PASSAGE
-------------------------

Any “feed”, whether an ADT feed, ORU feed or ORM feed, is basically a streamlined way of getting messages. In the HL7 standards world, ADT, ORU (order messages) and ORM (results messages) are the most common HL7 messages. Of those three, ADT messages are the most commonly used.
ADT stand for “admissions, discharges, and transfers”. It basically means demographics; anytime you think of ADTs, think demographics: the patient’s name, the patient’s location in the hospital, his or her address, phone number, gender, etc.
There are many different types of ADT message types, such as:
- Registering a patient
- Discharging a patient
- Merging patient files to avoid duplication
An ADT feed is one way an application or a provider can get all that information from a clinic or hospital information system (HIS). With the constant updating of a client, customer or patient’s data, ADTs comprise the most HL7 messaging traffic. Change of address, addition of a middle name, and addition of next of kin are all examples of the type of data updates that make up ADT messages. Upon updating, this clinical data will then flow out to different places such as outpatient clinics or laboratories, dependent on who needs that information in their database.

-------------------------

Dataset entries
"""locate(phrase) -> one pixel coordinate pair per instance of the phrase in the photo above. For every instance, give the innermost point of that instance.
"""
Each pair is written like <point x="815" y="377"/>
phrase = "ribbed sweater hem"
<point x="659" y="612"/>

-------------------------

WHAT YOU WILL DO
1. According to the passage on ADT feeds, what does ADT stand for?
2. Carry on the passage about ADT feeds from its last sentence.

RESULTS OF THE TASKS
1. Admissions, discharges, and transfers.

2.
Typically, a hospital registration database will have the master of the patient data and information. Each time patient information is updated, the updates will be pushed out in the form of an ADT message to the appropriate applications in facilities such as labs or clinics.
ADT feeds are usually received through either an interface engine or direct (point-to-point) interface.
In the case of an interface engine, clinical data can be provided to a variety of places. An export can be set up so there can be a one-on-one connection where, for example, a hospital registration system can establish a connection to a lab outside of the hospital. “Data dumps” are also possible, where one end of the application has all the files and the other doesn’t and through the connection, the patient data can all be transferred.
In summary, ADT feeds are the most common and high volume feed used. The updating of patient information eclipses the volume of order and result feeds. Having up-to-date patient information, though, is a critical component in streamlining and improving the continuity of patient care.